- [WHAT THE TASK ASKS]
Take every line containing "ceiling" out of the records.

- [DATA EXCERPTS]
^^^^^^^^

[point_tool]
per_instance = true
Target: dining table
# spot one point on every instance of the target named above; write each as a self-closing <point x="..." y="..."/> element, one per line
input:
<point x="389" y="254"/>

^^^^^^^^

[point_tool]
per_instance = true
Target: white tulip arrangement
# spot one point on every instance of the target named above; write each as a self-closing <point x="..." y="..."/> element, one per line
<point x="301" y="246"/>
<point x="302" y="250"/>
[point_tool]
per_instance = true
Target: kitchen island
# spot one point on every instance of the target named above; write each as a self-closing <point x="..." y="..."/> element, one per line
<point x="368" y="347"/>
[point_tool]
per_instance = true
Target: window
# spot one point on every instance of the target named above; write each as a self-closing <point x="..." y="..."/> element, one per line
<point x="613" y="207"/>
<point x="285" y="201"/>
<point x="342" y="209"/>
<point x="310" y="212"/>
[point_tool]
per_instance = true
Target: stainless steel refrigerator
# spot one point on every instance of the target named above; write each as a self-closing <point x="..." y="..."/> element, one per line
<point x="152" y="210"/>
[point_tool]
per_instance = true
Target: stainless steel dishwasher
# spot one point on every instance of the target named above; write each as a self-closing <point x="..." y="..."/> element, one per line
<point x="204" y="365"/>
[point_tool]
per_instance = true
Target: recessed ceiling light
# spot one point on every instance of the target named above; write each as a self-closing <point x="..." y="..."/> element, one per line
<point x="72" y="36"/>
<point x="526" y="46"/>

^^^^^^^^

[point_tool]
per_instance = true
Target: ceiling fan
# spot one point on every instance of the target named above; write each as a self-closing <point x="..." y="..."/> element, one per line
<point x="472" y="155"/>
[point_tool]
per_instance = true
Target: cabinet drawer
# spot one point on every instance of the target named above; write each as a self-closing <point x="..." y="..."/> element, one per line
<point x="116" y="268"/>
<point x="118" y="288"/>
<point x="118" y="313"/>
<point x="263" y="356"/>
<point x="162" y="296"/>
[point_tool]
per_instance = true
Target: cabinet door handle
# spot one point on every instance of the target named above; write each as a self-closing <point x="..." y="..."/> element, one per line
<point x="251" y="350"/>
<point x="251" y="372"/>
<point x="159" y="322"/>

^^^^^^^^

- [SOLUTION BELOW]
Target: recessed ceiling light
Target: ceiling fan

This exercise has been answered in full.